>>>>>

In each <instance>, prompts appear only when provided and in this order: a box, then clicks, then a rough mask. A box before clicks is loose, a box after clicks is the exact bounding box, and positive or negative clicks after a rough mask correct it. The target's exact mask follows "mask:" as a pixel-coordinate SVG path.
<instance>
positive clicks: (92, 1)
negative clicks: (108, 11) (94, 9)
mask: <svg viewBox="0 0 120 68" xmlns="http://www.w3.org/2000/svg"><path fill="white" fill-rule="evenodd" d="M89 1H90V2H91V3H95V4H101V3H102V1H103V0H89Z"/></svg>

<<<<<

● **WHAT IS NEEDED**:
This exercise calls for repeating every line of the data exactly.

● **PROBLEM SOLUTION**:
In each <instance>, prompts appear only when provided and in this order: a box, then clicks, then a rough mask. A box before clicks is loose, a box after clicks is the exact bounding box, and positive or negative clicks after a rough mask correct it. The target's exact mask follows "mask:" as a pixel-coordinate SVG path.
<instance>
positive clicks: (92, 1)
negative clicks: (108, 11) (94, 9)
mask: <svg viewBox="0 0 120 68" xmlns="http://www.w3.org/2000/svg"><path fill="white" fill-rule="evenodd" d="M89 1H90V2H91V3H95V4H101V3H102V1H103V0H89Z"/></svg>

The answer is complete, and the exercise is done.